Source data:

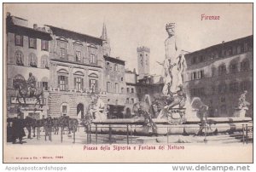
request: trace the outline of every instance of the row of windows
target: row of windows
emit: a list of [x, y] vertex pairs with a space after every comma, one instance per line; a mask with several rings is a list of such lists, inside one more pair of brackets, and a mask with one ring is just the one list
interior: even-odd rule
[[133, 98], [126, 98], [126, 104], [134, 104], [135, 101], [134, 101], [134, 99]]
[[[97, 86], [97, 79], [89, 79], [88, 89], [91, 90], [92, 92], [96, 92], [98, 90]], [[58, 88], [60, 88], [61, 90], [68, 89], [68, 77], [64, 75], [58, 76]], [[74, 77], [74, 88], [77, 90], [83, 90], [84, 89], [84, 78], [82, 77]]]
[[[145, 60], [145, 64], [144, 64], [144, 60]], [[148, 66], [148, 54], [146, 54], [145, 59], [143, 58], [143, 54], [140, 54], [140, 64], [141, 64], [141, 66], [143, 66], [145, 65]]]
[[[250, 63], [249, 60], [245, 60], [240, 63], [240, 71], [246, 72], [250, 70]], [[230, 65], [230, 73], [236, 73], [238, 72], [238, 63], [231, 63]], [[212, 68], [212, 76], [215, 76], [215, 68]], [[218, 75], [224, 75], [227, 74], [227, 69], [225, 65], [221, 65], [218, 66]]]
[[[110, 102], [110, 99], [108, 99], [108, 102], [109, 103]], [[118, 105], [119, 104], [119, 100], [115, 100], [115, 105]]]
[[[113, 71], [119, 71], [119, 65], [118, 64], [114, 64], [113, 66]], [[108, 71], [112, 71], [112, 66], [110, 65], [109, 62], [106, 62], [106, 69], [108, 70]]]
[[[59, 57], [61, 60], [68, 60], [67, 56], [67, 41], [58, 40], [57, 42], [59, 46]], [[75, 43], [74, 45], [74, 52], [75, 52], [75, 61], [77, 62], [83, 62], [82, 57], [82, 46], [83, 44]], [[90, 63], [93, 65], [96, 65], [97, 63], [97, 49], [96, 46], [89, 46], [89, 57], [90, 57]]]
[[[241, 72], [247, 72], [250, 70], [250, 62], [248, 60], [246, 60], [240, 63], [240, 71]], [[238, 72], [238, 63], [231, 63], [230, 65], [230, 73], [236, 73]], [[223, 64], [221, 66], [219, 66], [218, 67], [218, 73], [216, 71], [215, 67], [212, 67], [212, 77], [214, 76], [221, 76], [221, 75], [224, 75], [227, 74], [227, 68], [226, 68], [226, 65]], [[195, 79], [201, 79], [205, 77], [205, 74], [204, 74], [204, 70], [201, 70], [199, 72], [193, 72], [191, 73], [191, 80], [195, 80]]]
[[[218, 108], [218, 107], [213, 107], [213, 106], [209, 106], [209, 117], [216, 117], [217, 115], [221, 115], [221, 114], [227, 114], [227, 106], [226, 105], [222, 105]], [[220, 113], [220, 114], [219, 114]]]
[[204, 70], [201, 70], [199, 72], [194, 72], [191, 73], [191, 80], [201, 79], [205, 77]]
[[[24, 54], [21, 51], [18, 50], [15, 54], [15, 64], [18, 66], [25, 66], [24, 64]], [[38, 57], [34, 53], [28, 54], [28, 66], [38, 67]], [[41, 67], [49, 68], [49, 58], [47, 55], [43, 55], [41, 57]]]
[[[15, 35], [15, 45], [23, 47], [23, 36]], [[28, 47], [30, 49], [37, 49], [37, 38], [28, 37]], [[49, 41], [41, 40], [41, 50], [49, 50]]]
[[[238, 54], [241, 54], [249, 50], [252, 48], [252, 44], [249, 43], [241, 43], [236, 46], [230, 46], [224, 49], [219, 49], [218, 52], [213, 51], [210, 53], [209, 56], [211, 60], [216, 58], [224, 58], [227, 56], [231, 56]], [[207, 57], [204, 55], [194, 56], [191, 58], [191, 64], [197, 64], [207, 60]]]
[[[112, 90], [111, 90], [111, 88], [112, 88], [112, 83], [111, 82], [107, 82], [106, 83], [106, 91], [108, 93], [110, 93]], [[119, 93], [119, 83], [114, 83], [114, 93]], [[124, 93], [124, 88], [121, 88], [121, 93]]]
[[[228, 87], [229, 86], [229, 87]], [[249, 90], [251, 89], [251, 83], [249, 81], [243, 81], [241, 83], [231, 83], [230, 84], [221, 83], [219, 85], [212, 86], [212, 95], [225, 94], [225, 93], [237, 93], [240, 91]], [[205, 88], [196, 88], [190, 89], [191, 96], [205, 96]]]

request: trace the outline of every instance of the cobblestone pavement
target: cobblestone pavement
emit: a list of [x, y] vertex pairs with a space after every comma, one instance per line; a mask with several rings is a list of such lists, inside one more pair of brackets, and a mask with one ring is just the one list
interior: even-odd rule
[[[51, 140], [49, 137], [46, 136], [41, 128], [40, 137], [32, 137], [27, 139], [27, 136], [23, 137], [23, 145], [70, 145], [70, 144], [109, 144], [109, 135], [97, 135], [97, 140], [95, 134], [90, 136], [84, 132], [84, 128], [80, 127], [75, 133], [75, 139], [73, 133], [68, 135], [67, 131], [64, 132], [62, 135], [62, 142], [61, 132], [59, 135], [51, 134]], [[27, 135], [27, 130], [25, 129]], [[112, 135], [111, 140], [113, 144], [127, 144], [127, 135]], [[241, 137], [230, 135], [218, 135], [207, 137], [207, 144], [236, 144], [243, 145]], [[167, 144], [168, 143], [183, 143], [189, 145], [205, 144], [204, 136], [195, 135], [169, 135], [169, 136], [137, 136], [129, 135], [129, 144]], [[12, 144], [10, 142], [9, 145]], [[19, 143], [17, 143], [19, 144]], [[249, 142], [251, 144], [251, 142]], [[246, 145], [246, 144], [245, 144]]]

§ OBJECTIVE
Extract every line of the listing above verbatim, leaving out the picture lines.

§ RESPONSE
request: trace the outline of every instance of the row of windows
target: row of windows
emit: a list of [x, y] vertex pairs with a space after every comma, one instance per line; a mask with several rings is a list of such lists, inside one more pair of brackets, and a mask with one ring is just the one list
interior: even-odd rule
[[133, 98], [126, 98], [126, 104], [134, 104], [135, 101], [134, 101], [134, 99]]
[[[97, 86], [97, 79], [89, 79], [88, 89], [91, 90], [92, 92], [96, 92], [98, 90]], [[58, 88], [60, 88], [61, 90], [68, 89], [68, 77], [64, 75], [58, 76]], [[74, 77], [74, 88], [77, 90], [83, 90], [84, 89], [84, 78], [82, 77]]]
[[[145, 60], [145, 64], [144, 64], [144, 60]], [[148, 66], [148, 54], [146, 54], [145, 59], [143, 58], [143, 54], [140, 54], [140, 64], [141, 64], [141, 66], [143, 66], [145, 65]]]
[[[250, 63], [249, 60], [245, 60], [240, 63], [240, 71], [246, 72], [250, 70]], [[230, 65], [230, 73], [236, 73], [238, 72], [238, 63], [231, 63]], [[212, 68], [212, 76], [215, 76], [215, 68]], [[218, 75], [224, 75], [227, 74], [227, 69], [225, 65], [221, 65], [218, 66]]]
[[[110, 102], [110, 99], [108, 99], [108, 102], [109, 103]], [[118, 105], [119, 104], [119, 100], [115, 100], [115, 105]]]
[[[113, 71], [119, 71], [119, 65], [118, 64], [114, 64], [113, 66]], [[108, 71], [112, 71], [112, 66], [110, 65], [109, 62], [106, 62], [106, 69], [108, 70]]]
[[[59, 57], [61, 60], [68, 60], [67, 56], [67, 41], [58, 40], [57, 42], [59, 46]], [[75, 43], [74, 45], [74, 52], [75, 52], [75, 61], [77, 62], [83, 62], [82, 57], [82, 46], [83, 44]], [[90, 63], [93, 65], [96, 65], [97, 63], [97, 49], [96, 46], [89, 46], [89, 57], [90, 57]]]
[[[241, 72], [247, 72], [250, 70], [250, 62], [248, 60], [246, 60], [240, 63], [240, 71]], [[238, 72], [238, 63], [231, 63], [230, 65], [230, 73], [236, 73]], [[223, 64], [221, 66], [219, 66], [218, 67], [218, 73], [216, 71], [215, 67], [212, 67], [212, 77], [214, 76], [221, 76], [221, 75], [224, 75], [227, 74], [227, 68], [226, 68], [226, 65]], [[195, 79], [201, 79], [205, 77], [205, 74], [204, 74], [204, 70], [201, 70], [199, 72], [193, 72], [191, 73], [191, 80], [195, 80]]]
[[[218, 108], [218, 107], [213, 107], [213, 106], [209, 106], [209, 117], [216, 117], [217, 115], [221, 115], [221, 114], [227, 114], [227, 106], [226, 105], [222, 105]], [[220, 113], [220, 114], [219, 114]]]
[[204, 70], [201, 70], [199, 72], [194, 72], [191, 73], [191, 80], [201, 79], [205, 77]]
[[[24, 54], [21, 51], [18, 50], [15, 54], [15, 64], [18, 66], [25, 66], [24, 64]], [[38, 57], [34, 53], [28, 54], [28, 66], [38, 67]], [[41, 67], [49, 68], [49, 58], [47, 55], [43, 55], [41, 57]]]
[[[15, 35], [15, 45], [23, 47], [23, 36]], [[28, 47], [30, 49], [37, 49], [37, 38], [28, 37]], [[49, 41], [41, 40], [41, 50], [49, 50]]]
[[[238, 54], [241, 54], [249, 50], [252, 48], [252, 44], [249, 43], [241, 43], [236, 46], [230, 46], [224, 49], [219, 49], [218, 52], [213, 51], [210, 53], [209, 56], [211, 60], [216, 58], [224, 58], [227, 56], [231, 56]], [[207, 57], [204, 55], [194, 56], [191, 58], [191, 64], [197, 64], [207, 60]]]
[[[112, 90], [111, 90], [111, 88], [112, 88], [112, 83], [111, 82], [107, 82], [106, 83], [106, 91], [108, 93], [110, 93]], [[119, 93], [119, 83], [114, 83], [114, 93]], [[124, 93], [124, 88], [121, 88], [121, 93]]]
[[[228, 87], [229, 86], [229, 87]], [[249, 90], [251, 89], [251, 83], [249, 81], [243, 81], [241, 83], [231, 83], [230, 84], [221, 83], [219, 85], [212, 86], [212, 95], [225, 94], [225, 93], [237, 93], [240, 91]], [[205, 88], [196, 88], [190, 89], [191, 96], [205, 96]]]

request: trace the outline of every instance of the cobblestone pavement
target: cobblestone pavement
emit: a list of [x, y] vertex pairs with a space after every comma, one instance per line; a mask with several rings is a list of such lists, inside one more pair of brackets, and a mask with one ring is just the one list
interior: even-odd rule
[[[51, 140], [49, 137], [46, 136], [41, 128], [40, 137], [32, 137], [27, 139], [27, 136], [23, 137], [23, 145], [70, 145], [70, 144], [109, 144], [109, 135], [97, 135], [97, 140], [95, 134], [90, 136], [84, 132], [84, 128], [80, 127], [75, 133], [75, 139], [73, 133], [68, 135], [67, 131], [64, 132], [62, 135], [62, 142], [61, 132], [59, 135], [51, 134]], [[27, 135], [27, 130], [25, 129]], [[112, 135], [111, 140], [113, 144], [127, 144], [127, 135]], [[241, 137], [230, 135], [218, 135], [207, 137], [207, 144], [236, 144], [243, 145]], [[167, 144], [168, 143], [183, 143], [189, 145], [205, 144], [204, 136], [195, 135], [169, 135], [169, 136], [137, 136], [129, 135], [129, 144]], [[12, 144], [10, 142], [9, 145]], [[19, 143], [17, 143], [19, 144]], [[249, 142], [251, 144], [251, 142]], [[246, 145], [246, 144], [245, 144]]]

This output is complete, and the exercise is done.